___ Document text

The news that some e-cigarette liquids can cause deadly lung damage has taken authorities around the world by surprise. What followed was something akin to an episode of CSI. Scientists raced to find the agent that has killed 60 people in the US and sickened thousands more. It isn’t just pathologists that have been hard at work. Some clever chemical detective work has been required to track down the killer too.
As e-cigarette users started coming down with a mystery illness in the US, suspicion fell on illicit and poorly regulated e-liquids. At first the finger of blame was pointed at tetrahydrocannabinol (THC) and cannabidiol in e-liquids. But later vitamin E acetate – added as a thickener to e-liquids containing THC – was put in the spotlight. However, the injuries seen were more akin to chemical burns – vitamin E acetate couldn’t have caused these. What was going on?
The answer seems to rest with the e-cigarette devices themselves. When a user inhales, the e-liquid is vaporised at relatively high temperatures – 100–200°C. As the e-liquid passes over the heating element all the carriers, flavours and stabilisers are subject to a chemistry experiment where the end products aren’t always known. The deaths in the US appear to have been caused by one of the breakdown products of vitamin E acetate – the unstable and harmful small organic molecule ketene.
EU legislation places tighter restrictions on what can go in e-liquids than the US. A wide range of chemicals are banned including metals, vitamins and compounds linked to respiratory distress. But it seems users in the EU dodged a bullet as vitamins aren’t banned over fears that they could cause respiratory distress. The rationale was that e-liquids containing vitamins could be marketed as ‘healthy’.

______

* _Exercise_
Extend the article on vaping lung injuries and ketene from its final sentence. The material after this is not needed for the work here.

___ Listed entries

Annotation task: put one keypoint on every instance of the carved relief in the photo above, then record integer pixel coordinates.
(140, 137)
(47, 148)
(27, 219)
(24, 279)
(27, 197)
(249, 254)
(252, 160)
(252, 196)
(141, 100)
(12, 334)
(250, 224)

______

* _Exercise output_
Vitamin E acetate was assumed to be safe. After all it’s used in dietary supplements and cosmetics and has been given the green light by numerous food regulators. It looks as though the problem came about because the chemistry was overlooked.
What does this mean for regulators? The chemists who discovered that vitamin E acetate could produce a nasty organic akin to phosgene when vaped started investigating pyrolysis products thanks to their chemical knowledge. They knew that a similar compound to vitamin E acetate, phenyl acetate, could produce a toxic gas when heated. This means that, in future, regulators may have to spend more time considering the chemistry going on in e-cigarettes and perhaps be wary of certain classes of compound and chemical groups such as acetate. There’s a miniature chemical reactor inside every e-cigarette so it pays to spend more time thinking about the chemistry. One black swan event has come along so far, so there’s certain to be more out there. Regulators have their work cut out.